Task objective:
Spot each line in the records below where the word "glove" occurs, then copy it.

▼

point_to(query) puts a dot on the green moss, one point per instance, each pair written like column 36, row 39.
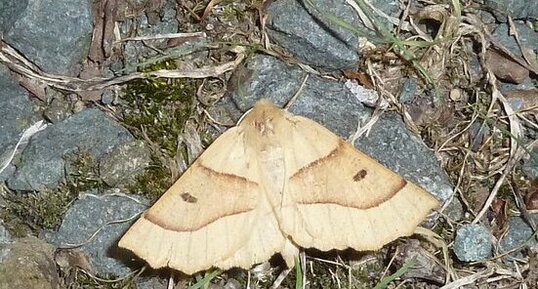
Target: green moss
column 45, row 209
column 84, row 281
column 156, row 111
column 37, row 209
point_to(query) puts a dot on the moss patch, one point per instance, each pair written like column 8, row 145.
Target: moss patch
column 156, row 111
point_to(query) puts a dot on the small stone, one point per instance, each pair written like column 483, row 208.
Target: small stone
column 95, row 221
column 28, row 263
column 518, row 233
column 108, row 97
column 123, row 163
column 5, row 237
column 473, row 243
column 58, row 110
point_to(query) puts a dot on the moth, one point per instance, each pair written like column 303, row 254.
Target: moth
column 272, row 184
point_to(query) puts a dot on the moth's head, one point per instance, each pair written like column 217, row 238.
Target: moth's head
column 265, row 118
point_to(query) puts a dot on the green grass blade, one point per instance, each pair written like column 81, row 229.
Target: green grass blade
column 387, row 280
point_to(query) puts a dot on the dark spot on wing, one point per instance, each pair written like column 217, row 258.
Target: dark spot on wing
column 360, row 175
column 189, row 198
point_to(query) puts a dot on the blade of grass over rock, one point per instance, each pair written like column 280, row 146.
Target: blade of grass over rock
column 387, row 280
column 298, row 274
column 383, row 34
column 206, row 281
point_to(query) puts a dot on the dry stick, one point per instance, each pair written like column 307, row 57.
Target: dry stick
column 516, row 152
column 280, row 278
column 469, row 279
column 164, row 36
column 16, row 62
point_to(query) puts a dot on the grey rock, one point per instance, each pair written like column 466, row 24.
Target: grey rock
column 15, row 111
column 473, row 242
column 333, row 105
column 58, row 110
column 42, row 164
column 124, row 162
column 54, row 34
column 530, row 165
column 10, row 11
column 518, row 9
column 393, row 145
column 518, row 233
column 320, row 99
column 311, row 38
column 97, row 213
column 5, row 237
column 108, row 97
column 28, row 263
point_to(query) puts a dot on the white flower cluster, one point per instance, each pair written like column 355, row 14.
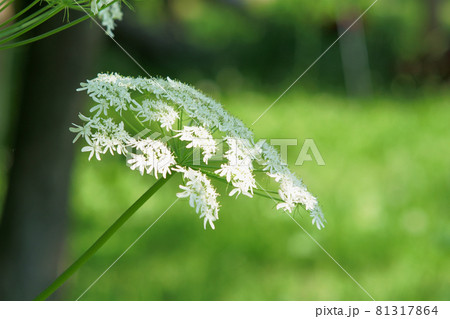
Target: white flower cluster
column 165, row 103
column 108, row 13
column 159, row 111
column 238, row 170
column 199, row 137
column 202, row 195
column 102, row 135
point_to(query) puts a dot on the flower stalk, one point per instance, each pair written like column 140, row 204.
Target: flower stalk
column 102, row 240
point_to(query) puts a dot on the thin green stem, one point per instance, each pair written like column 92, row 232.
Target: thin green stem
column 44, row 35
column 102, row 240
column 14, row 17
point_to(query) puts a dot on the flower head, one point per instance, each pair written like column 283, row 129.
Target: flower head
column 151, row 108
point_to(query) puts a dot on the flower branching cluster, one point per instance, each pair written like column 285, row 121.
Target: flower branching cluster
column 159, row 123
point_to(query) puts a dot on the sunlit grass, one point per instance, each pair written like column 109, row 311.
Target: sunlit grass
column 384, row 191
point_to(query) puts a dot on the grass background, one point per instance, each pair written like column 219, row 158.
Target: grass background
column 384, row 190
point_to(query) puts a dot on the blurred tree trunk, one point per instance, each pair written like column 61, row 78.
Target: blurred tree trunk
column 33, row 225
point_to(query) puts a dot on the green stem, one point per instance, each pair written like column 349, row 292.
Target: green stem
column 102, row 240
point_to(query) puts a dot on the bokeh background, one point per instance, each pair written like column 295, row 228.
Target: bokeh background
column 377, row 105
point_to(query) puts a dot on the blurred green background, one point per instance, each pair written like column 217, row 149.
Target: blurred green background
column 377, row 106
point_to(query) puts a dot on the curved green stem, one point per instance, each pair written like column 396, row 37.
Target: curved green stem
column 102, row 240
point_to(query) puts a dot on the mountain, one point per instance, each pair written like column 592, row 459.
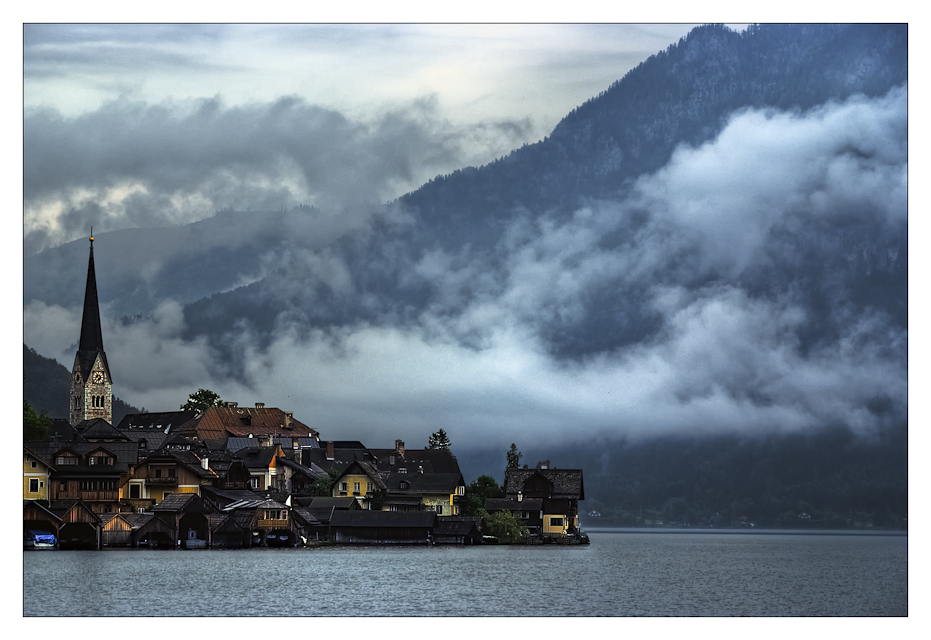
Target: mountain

▲
▼

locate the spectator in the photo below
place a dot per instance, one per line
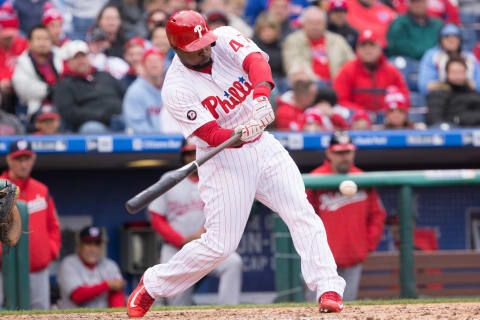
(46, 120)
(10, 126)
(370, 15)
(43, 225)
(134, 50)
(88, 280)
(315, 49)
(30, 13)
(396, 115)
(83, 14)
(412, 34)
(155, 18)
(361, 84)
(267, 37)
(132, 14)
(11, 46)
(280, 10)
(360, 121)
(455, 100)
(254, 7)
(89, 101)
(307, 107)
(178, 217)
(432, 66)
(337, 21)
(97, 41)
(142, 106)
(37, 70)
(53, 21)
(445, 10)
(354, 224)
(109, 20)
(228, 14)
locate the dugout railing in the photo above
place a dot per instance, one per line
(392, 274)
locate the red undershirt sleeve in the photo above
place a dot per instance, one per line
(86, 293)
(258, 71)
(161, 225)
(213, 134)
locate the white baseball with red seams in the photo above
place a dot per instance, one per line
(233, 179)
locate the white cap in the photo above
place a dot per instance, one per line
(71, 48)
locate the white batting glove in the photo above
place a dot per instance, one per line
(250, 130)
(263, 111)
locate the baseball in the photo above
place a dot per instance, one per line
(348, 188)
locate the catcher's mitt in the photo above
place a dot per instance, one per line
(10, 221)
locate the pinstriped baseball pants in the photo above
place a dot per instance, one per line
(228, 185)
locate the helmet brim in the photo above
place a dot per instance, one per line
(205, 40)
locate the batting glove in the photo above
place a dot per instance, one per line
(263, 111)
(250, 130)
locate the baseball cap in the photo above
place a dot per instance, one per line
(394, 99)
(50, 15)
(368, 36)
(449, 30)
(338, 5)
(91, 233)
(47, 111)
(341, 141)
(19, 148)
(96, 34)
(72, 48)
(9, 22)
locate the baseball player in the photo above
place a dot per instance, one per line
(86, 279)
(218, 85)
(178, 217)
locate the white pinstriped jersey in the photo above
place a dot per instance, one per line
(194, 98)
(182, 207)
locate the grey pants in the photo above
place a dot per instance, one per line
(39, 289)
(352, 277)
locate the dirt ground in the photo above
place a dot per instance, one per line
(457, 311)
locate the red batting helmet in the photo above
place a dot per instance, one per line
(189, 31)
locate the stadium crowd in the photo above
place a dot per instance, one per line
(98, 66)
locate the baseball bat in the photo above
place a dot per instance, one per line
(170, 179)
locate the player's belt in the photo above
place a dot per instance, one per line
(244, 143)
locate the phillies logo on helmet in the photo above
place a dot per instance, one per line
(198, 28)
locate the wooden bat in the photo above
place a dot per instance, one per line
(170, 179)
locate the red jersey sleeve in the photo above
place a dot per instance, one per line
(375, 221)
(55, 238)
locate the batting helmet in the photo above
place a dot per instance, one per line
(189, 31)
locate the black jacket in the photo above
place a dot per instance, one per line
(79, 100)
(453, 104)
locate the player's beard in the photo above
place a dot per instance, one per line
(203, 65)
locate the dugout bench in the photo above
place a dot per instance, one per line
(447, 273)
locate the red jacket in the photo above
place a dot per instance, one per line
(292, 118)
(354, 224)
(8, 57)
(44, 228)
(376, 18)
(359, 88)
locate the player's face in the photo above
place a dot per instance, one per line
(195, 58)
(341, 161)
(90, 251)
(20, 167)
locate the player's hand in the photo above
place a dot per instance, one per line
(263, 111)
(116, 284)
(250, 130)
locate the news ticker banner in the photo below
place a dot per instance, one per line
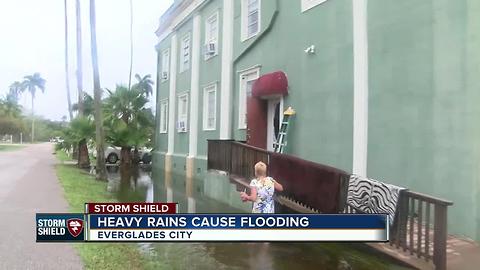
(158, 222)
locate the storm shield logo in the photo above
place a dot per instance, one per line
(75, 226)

▲

Task answer:
locate the white batting glove in the photo above
locate the batting glove in the photo above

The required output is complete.